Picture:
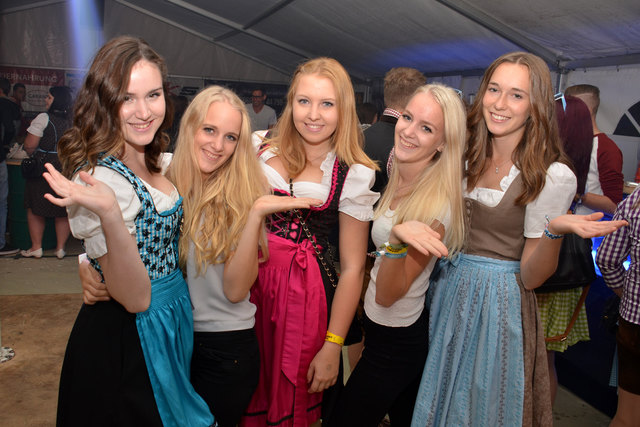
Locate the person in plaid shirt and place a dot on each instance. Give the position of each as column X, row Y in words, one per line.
column 612, row 253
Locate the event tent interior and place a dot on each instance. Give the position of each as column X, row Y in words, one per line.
column 246, row 42
column 262, row 41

-*-

What you need to do. Beginning at the line that holds "Locate the event", reproduce each line of the records above down to and including the last one.

Your response.
Locate the event tent interior and place a dot on each instance. Give the position of each as column X, row Y in words, one per line.
column 246, row 42
column 262, row 41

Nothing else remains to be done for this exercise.